• **COSA SI CHIEDE**
Puoi riscrivere il tratto che va dalla riga contenente "the window, giving" fino alla fine delle voci, estremi compresi e richieste incluse, spostando di 28 ogni coordinata nelle risposte?

• **Righe di un dataset di puntamento**

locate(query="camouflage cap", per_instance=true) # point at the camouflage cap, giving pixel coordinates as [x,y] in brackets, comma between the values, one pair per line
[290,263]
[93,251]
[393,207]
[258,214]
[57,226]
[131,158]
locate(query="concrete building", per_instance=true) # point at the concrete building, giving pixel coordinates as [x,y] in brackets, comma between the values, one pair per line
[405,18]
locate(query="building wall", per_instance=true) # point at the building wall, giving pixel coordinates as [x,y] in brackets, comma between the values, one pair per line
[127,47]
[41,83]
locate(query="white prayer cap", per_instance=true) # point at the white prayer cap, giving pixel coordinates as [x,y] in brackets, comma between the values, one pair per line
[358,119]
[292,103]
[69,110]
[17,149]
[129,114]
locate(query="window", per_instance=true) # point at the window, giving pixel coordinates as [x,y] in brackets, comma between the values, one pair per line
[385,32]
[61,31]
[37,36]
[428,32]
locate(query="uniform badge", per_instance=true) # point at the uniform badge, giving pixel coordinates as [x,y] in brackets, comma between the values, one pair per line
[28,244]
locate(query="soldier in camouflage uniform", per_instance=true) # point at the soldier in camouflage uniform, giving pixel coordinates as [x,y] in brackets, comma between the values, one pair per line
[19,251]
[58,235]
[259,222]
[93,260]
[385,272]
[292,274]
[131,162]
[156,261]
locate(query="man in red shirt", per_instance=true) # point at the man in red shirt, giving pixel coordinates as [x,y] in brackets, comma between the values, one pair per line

• **RISPOSTA AL PROBLEMA**
locate(query="window", per_instance=true) # point at the window, giving pixel coordinates as [x,y] in brackets, comma between the values, one pair per line
[413,60]
[89,59]
[65,64]
[456,60]
locate(query="uniform badge", per_instance=true) # point at the uniform badge, giving pixel coordinates as [x,y] in brackets, comma between the values, one pair per line
[56,272]
locate(query="soldier in camouflage uniform", per_instance=true) # point at the soldier in camouflage uniform, giving pixel coordinates as [x,y] in brackets, comma between the values, one pair per line
[47,279]
[86,263]
[287,250]
[121,288]
[413,300]
[320,302]
[159,190]
[184,289]
locate(query="man in red shirt", per_instance=true) # point at the man in red shirt, giving pixel coordinates as [x,y] in brackets, comma between the values, one pair per line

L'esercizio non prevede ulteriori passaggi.